## WHAT YOU SHOULD DO
Rewrite the rows from the line that has "Task: a point for each instance of the blue" through the line that has "pixel 354 814", changing every "fence wire" to "barbed wire" and keeping everything else the same.

═════ RECORDS SHOWN ═════

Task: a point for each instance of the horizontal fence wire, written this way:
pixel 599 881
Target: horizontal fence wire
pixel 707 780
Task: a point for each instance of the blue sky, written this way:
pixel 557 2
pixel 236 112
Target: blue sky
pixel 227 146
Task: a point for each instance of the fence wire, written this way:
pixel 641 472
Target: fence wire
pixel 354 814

═════
═════ RECORDS SHOWN ═════

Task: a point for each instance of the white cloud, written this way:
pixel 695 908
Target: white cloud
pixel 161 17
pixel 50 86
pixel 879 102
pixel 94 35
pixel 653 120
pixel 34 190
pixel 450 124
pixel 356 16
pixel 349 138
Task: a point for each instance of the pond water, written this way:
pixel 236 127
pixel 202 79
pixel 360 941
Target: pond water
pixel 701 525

═════
═════ RECORDS SHOWN ═════

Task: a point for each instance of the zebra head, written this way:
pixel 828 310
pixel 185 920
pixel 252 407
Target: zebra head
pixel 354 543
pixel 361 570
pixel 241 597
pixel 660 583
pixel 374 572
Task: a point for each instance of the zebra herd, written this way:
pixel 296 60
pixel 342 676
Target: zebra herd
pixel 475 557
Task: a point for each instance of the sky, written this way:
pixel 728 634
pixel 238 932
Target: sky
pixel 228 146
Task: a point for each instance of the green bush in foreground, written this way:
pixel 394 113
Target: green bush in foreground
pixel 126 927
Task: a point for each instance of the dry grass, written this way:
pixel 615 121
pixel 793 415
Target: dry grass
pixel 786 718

═════

## RESULT OF THIS EXERCISE
Task: a point for each instance of the blue sky, written this way:
pixel 557 2
pixel 236 112
Target: blue sky
pixel 227 146
Task: a point for each instance of the barbed wire, written this way:
pixel 641 472
Target: barbed wire
pixel 354 814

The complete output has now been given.